* Document excerpt

--------

For a racecar to achieve fast lap times, its tyres need to generate an extreme amount of grip so that it can accelerate, brake and corner quickly. Therefore, the tyre compounds used in motorsport are much softer than the compounds used in road tyres.

Soft compounds warm up faster, increasing the ‘stickiness’ of the rubber which maximises the contact patch area, leading to higher grip. However, the punishing longitudinal and lateral loads, combined with the constant sliding that race tyres are subjected to, leads to accelerated wear and degradation.

Road cars travel at slower speeds and consequently demand much less grip from the tyres. This means that road tyres can be made from harder compounds that operate at cooler temperatures and don’t wear as much. In fact, a typical road car tyre can last up to 40,000 miles (64,000 km) whereas the longest stint on a Formula 1 tyre last season was 188 miles (302.5 km).

How has Pirelli improved tyre degradation?

The introduction of the 18-inch wheels and larger tyres in 2022 provided an opportunity for Pirelli to develop a new range of compounds that avoided the overheating issues seen in previous seasons. "To reach this target we needed compounds that had a much wider working range, especially at higher temperatures,” says Berra. “We worked with our materials department to deliver compounds with these characteristics and we are now seeing fewer comments about this overheating effect."

--------

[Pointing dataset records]

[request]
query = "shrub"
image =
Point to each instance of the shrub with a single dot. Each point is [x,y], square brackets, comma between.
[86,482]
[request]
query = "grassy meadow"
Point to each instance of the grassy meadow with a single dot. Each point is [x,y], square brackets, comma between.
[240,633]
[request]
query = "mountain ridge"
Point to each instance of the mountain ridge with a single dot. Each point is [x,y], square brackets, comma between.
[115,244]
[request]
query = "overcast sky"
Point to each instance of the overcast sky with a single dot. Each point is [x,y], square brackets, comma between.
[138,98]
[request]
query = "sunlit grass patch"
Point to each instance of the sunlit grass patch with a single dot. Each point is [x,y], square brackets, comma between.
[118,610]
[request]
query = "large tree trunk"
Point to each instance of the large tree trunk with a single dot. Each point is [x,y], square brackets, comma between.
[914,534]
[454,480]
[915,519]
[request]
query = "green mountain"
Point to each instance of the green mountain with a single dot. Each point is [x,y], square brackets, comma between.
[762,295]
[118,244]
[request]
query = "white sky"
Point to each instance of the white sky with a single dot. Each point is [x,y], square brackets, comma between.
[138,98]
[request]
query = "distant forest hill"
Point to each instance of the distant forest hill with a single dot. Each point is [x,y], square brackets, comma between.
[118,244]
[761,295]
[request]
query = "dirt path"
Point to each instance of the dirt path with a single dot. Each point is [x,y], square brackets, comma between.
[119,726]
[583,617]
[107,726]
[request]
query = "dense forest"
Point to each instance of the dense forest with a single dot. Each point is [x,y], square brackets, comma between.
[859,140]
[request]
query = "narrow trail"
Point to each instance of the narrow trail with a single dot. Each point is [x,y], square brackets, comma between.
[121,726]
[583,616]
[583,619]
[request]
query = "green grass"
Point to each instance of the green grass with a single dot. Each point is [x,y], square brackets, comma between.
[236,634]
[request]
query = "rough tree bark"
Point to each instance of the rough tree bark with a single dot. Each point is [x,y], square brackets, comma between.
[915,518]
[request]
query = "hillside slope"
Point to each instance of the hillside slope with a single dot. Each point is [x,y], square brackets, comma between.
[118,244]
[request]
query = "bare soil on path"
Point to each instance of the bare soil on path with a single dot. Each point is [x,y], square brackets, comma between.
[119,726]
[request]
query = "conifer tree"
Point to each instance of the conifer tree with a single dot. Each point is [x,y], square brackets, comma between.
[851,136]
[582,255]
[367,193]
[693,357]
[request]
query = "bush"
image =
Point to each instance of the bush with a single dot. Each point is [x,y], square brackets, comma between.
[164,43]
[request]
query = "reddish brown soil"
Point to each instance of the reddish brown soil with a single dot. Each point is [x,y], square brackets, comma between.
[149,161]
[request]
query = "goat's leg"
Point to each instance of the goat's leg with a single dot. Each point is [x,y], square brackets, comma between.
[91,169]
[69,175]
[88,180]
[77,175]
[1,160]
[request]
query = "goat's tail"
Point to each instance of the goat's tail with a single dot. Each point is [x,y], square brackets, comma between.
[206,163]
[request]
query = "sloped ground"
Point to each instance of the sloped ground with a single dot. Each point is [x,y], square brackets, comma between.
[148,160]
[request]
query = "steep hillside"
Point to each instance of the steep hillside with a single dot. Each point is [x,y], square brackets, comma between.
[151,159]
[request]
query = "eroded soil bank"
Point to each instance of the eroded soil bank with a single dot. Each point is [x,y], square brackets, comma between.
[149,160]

--------

* Required tasks
**1)** Can you edit the racing tire passage between "For a racecar" and "in road tyres.", inclusive, and give that span again with "grip" swapped for "traction"?
**2)** Could you pick up the racing tire passage after its final sentence and carry it on?

* Answers
**1)**
For a racecar to achieve fast lap times, its tyres need to generate an extreme amount of traction so that it can accelerate, brake and corner quickly. Therefore, the tyre compounds used in motorsport are much softer than the compounds used in road tyres.

**2)**
“Graining and wear are still evident but that’s part of the game in Formula 1 because we are stressing the compounds to their mechanical limits,” continues Berra. “However, we have still tried to improve this by designing the new compounds to have more uniform wear. This avoids wearing just a portion of the tyre and instead wears the tyre evenly, helping to make the tyres last longer.”

As impressive as this is, from an entertainment perspective we actually don’t want tyres that last too many laps because this will remove the need for pitstops which are an exciting element of Formula 1 races.

Consequently, Pirelli have to tread a fine line between developing tyres that deliver maximum performance for the teams, whilst meeting the FIA’s desire for pitstops.